Doesn't winter seem more like archiving season?

Willow ,'Lessons'


Spike's Bitches 47: Someone Dangerous Could Get In  

[NAFDA] Spike-centric discussion. Lusty, lewd (only occasionally crude), risqué (and frisqué), bawdy (Oh, lawdy!), flirty ('cuz we're purty), raunchy talk inside. Caveat lector.


Kate P. - Nov 06, 2012 8:27:12 am PST #22413 of 30001
That's the pain / That cuts a straight line down through the heart / We call it love

Sending much love to Maria and sj. I hope this doesn't sound too Pollyanna-ish, but the way I see it, your stories both have a wide-open, unwritten future. I don't know what those futures look like but I am certain they both hold a great deal of love.


Maria - Nov 06, 2012 8:39:27 am PST #22414 of 30001
Not so nice is that I'm about to ruin a Friday morning for a bunch of people because of a series of unfortunate events and an upset foreign government. - shrift

David, I think I'm the opposite of you at this moment. I'm imagining a future and I'm kicking myself for not doing something to change my situation sooner.

Ginger's experience parallels mine right now, though my realization has come in months rather than years. And now I'm pissed that I didn't have the nerve to do what should have been done. Which of course makes me feel guilty because I'm not mourning him properly or something. We were moving back towards the good place after his cancer diagnosis, but both of us slid into old habits and couldn't let go of the hurt. Of course, his death whitewashes a lot of that and I miss what could have been much more than what we had.

Dataset
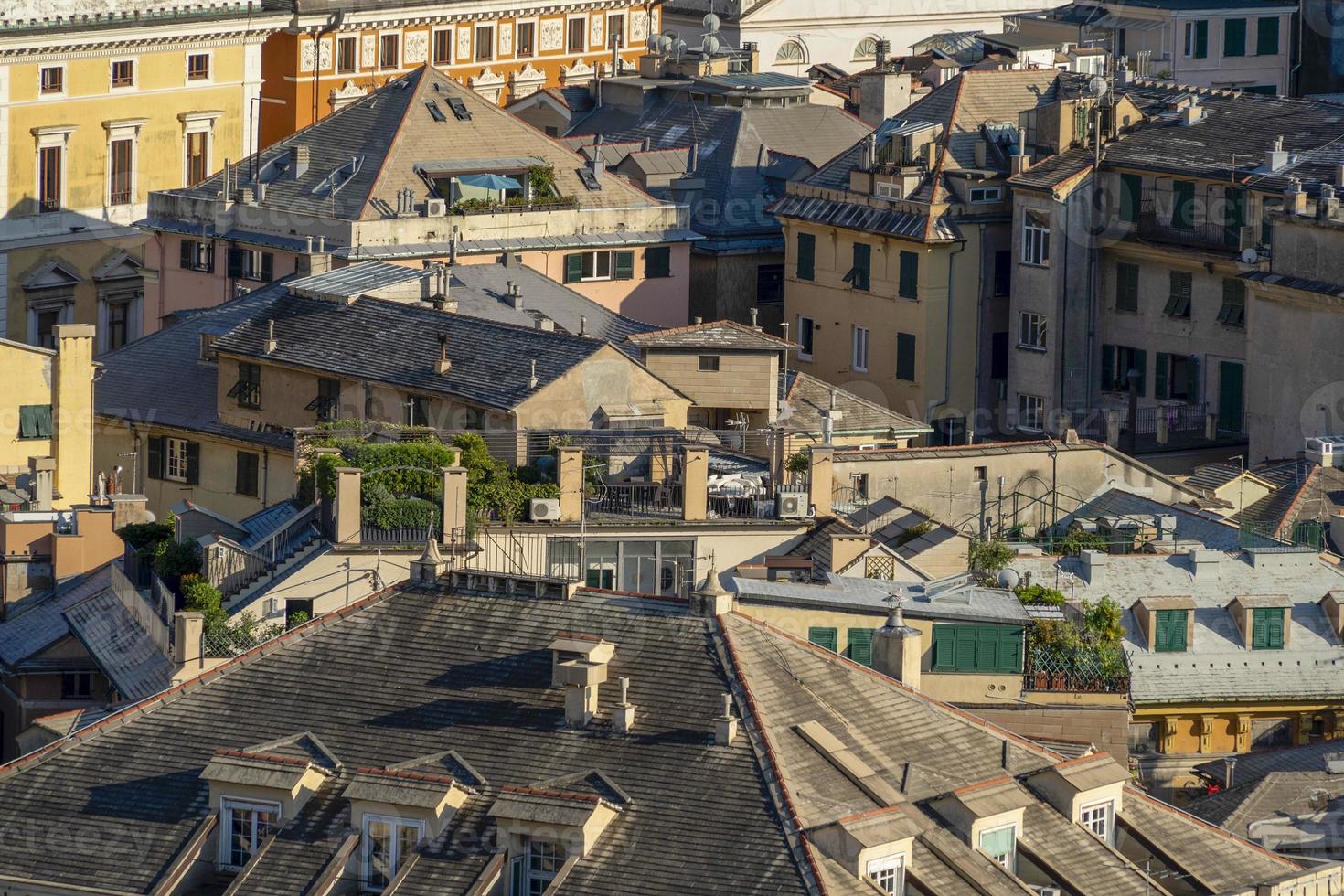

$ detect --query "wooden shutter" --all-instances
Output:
[145,435,164,480]
[846,629,872,667]
[807,626,837,653]
[186,442,200,485]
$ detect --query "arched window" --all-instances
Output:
[774,40,806,66]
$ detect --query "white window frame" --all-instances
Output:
[1021,208,1050,267]
[976,822,1018,874]
[863,853,906,896]
[1018,312,1049,349]
[849,324,871,373]
[793,315,817,361]
[164,435,187,482]
[218,800,281,869]
[1078,799,1115,847]
[358,813,425,893]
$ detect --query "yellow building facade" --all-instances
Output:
[0,0,283,352]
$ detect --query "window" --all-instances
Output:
[514,22,537,59]
[19,404,51,439]
[1186,19,1209,59]
[795,234,817,280]
[844,243,872,290]
[378,34,402,69]
[849,326,869,373]
[564,250,635,283]
[1021,208,1050,264]
[112,59,135,90]
[187,131,209,187]
[1255,16,1278,57]
[1120,175,1144,224]
[797,315,816,361]
[336,37,357,75]
[1223,19,1246,57]
[1078,799,1115,844]
[566,17,587,52]
[933,624,1021,673]
[1218,277,1246,326]
[644,246,672,280]
[187,53,209,80]
[807,626,837,653]
[219,796,280,868]
[896,333,915,383]
[864,856,906,896]
[1018,312,1046,348]
[179,240,215,274]
[475,26,495,62]
[60,672,92,699]
[37,146,66,211]
[108,137,135,206]
[1018,395,1046,432]
[1115,262,1138,315]
[1101,346,1147,395]
[1252,607,1284,650]
[234,452,261,498]
[1153,610,1189,653]
[37,66,66,95]
[364,814,425,891]
[980,825,1018,874]
[229,361,261,409]
[896,251,919,298]
[1163,270,1195,321]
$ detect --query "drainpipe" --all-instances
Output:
[924,240,966,443]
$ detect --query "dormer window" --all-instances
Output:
[219,796,280,869]
[363,814,425,893]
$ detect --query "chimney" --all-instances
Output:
[289,144,308,180]
[612,676,635,735]
[434,333,453,376]
[714,693,738,747]
[872,595,923,690]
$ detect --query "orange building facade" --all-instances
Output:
[251,0,661,146]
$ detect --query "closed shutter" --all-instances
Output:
[145,435,164,480]
[846,629,872,667]
[797,234,817,280]
[186,442,200,485]
[807,626,836,653]
[899,251,919,298]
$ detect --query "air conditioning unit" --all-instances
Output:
[527,498,560,523]
[775,493,807,520]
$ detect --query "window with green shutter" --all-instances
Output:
[807,626,837,653]
[846,629,872,667]
[1115,262,1138,313]
[896,251,919,298]
[797,234,817,280]
[1252,607,1284,650]
[1223,19,1246,57]
[1153,610,1188,653]
[1255,16,1278,57]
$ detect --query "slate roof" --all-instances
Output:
[215,283,606,410]
[94,287,293,449]
[780,371,933,437]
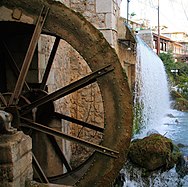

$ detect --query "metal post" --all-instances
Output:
[127,0,130,24]
[157,0,160,55]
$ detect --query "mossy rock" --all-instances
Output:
[128,134,181,171]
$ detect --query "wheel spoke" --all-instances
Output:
[0,93,7,107]
[54,112,104,132]
[48,135,72,172]
[2,41,30,90]
[21,117,119,158]
[9,7,49,105]
[20,65,114,115]
[40,37,60,90]
[32,153,49,183]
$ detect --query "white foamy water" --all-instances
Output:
[135,37,170,136]
[121,37,188,187]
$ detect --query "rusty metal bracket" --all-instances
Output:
[9,6,49,105]
[0,110,17,134]
[20,65,114,115]
[21,117,119,158]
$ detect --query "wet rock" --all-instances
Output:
[114,173,126,187]
[128,134,181,171]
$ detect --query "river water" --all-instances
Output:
[162,110,188,156]
[121,110,188,187]
[121,37,188,187]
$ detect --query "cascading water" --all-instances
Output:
[121,36,188,187]
[134,36,170,136]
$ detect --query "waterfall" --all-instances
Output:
[120,37,188,187]
[134,36,170,136]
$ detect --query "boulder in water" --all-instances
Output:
[128,134,181,171]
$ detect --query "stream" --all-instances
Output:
[120,36,188,187]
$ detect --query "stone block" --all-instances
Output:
[105,13,117,30]
[0,131,33,187]
[96,0,113,13]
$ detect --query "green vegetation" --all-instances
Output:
[160,51,188,111]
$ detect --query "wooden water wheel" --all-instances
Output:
[0,0,132,186]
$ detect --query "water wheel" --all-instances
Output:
[0,0,132,186]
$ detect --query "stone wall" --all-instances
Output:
[57,0,121,48]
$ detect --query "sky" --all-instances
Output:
[120,0,188,33]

Required actions
1. From the forum thread, list everyone named in the body of the two posts. Leave out the posters' own header names and the quoted line at the top of each post.
2. In the forum thread, how long does Maria say her realization took, compared with Ginger's?

Results of the exercise
1. Maria, sj, David, Ginger

2. Her realization came in months rather than years.